-- start of Excerpt to read --
Sale of El Paso Bar-B-Que - On August 12, 2000, the Company's Board of
Directors approved the execution of a letter of intent with Culinary
Holdings, Inc. to sell all of the assets of the El Paso Bar-B-Que Company,
subject to the consumation of a definitive agreement. On October 5, 2000, the
Company closed the transaction, selling all interests in El Paso Bar-B-Que
Company to a newly formed subsidiary of Culinary Holdings, Inc. for a
combination of cash in the amount of $4,000,000 and the assumption of
liabilities in the amount of approximately $6,700,000. In accordance with the
terms of the sale transaction, the Company forgave a net intercompany
receivable of $782,753. In addition, Culinary Holdings assumed $1,000,000 of
convertible debentures held by a director of the Company, who thereupon
released the Company from all obligation in connection therewith.
Culinary Holdings is a restaurant development and management company of which
the Company's chairman, John Martin, is a controlling shareholder and also
serves as Chairman of the Board. The sale to Culinary Holdings was approved
by disinterested directors only after an extensive marketing effort
demonstrated that Culinary was offering the highest price and best terms for
the proposed transaction, and only after the Company had obtained from
Imperial Capital, LLC of Beverly Hills, California, a formal opinion as to
the fairness, from a financial point of view, of the proposed transaction.
14
<PAGE>
Item 2. Management's Discussion and Analysis of Financial Condition and
Results of Operations.
Management's discussion and analysis of the financial condition and
the results of operations of the Company should be read in conjunction with the
Consolidated Financial Statements and related Notes thereto.
-- end of Excerpt to read --
-- start of Rows --
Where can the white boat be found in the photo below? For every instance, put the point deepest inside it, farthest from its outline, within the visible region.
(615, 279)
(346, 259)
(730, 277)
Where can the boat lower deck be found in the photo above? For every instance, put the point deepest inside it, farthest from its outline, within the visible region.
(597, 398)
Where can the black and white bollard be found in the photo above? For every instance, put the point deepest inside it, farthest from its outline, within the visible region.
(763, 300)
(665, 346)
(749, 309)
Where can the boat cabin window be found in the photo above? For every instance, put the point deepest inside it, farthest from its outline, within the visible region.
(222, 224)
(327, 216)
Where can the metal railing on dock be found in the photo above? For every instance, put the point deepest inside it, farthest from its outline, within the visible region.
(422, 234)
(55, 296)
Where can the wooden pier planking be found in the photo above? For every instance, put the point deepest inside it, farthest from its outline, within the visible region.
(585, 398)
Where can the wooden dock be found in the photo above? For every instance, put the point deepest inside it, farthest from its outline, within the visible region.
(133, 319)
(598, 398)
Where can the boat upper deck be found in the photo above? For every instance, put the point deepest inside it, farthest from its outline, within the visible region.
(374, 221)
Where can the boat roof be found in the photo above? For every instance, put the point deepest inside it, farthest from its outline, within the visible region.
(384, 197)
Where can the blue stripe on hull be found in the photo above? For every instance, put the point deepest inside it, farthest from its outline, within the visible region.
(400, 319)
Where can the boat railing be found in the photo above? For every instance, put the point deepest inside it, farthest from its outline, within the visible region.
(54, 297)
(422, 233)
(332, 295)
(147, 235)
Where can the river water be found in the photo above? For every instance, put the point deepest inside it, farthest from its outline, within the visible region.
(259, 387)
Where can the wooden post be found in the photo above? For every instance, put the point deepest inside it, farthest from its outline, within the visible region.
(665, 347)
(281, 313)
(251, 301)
-- end of Rows --
[To-do list]
• a. From the El Paso Bar-B-Que sale text, copy the passage that begins at the words "Culinary Holdings is" and stops after "Results of Operations.".
• b. List every dollar amount given in the El Paso Bar-B-Que sale text.

[Worked answers]
• a.
Culinary Holdings is a restaurant development and management company of which
the Company's chairman, John Martin, is a controlling shareholder and also
serves as Chairman of the Board. The sale to Culinary Holdings was approved
by disinterested directors only after an extensive marketing effort
demonstrated that Culinary was offering the highest price and best terms for
the proposed transaction, and only after the Company had obtained from
Imperial Capital, LLC of Beverly Hills, California, a formal opinion as to
the fairness, from a financial point of view, of the proposed transaction.
14
<PAGE>
Item 2. Management's Discussion and Analysis of Financial Condition and
Results of Operations.

• b.
$4,000,000
$6,700,000
$782,753
$1,000,000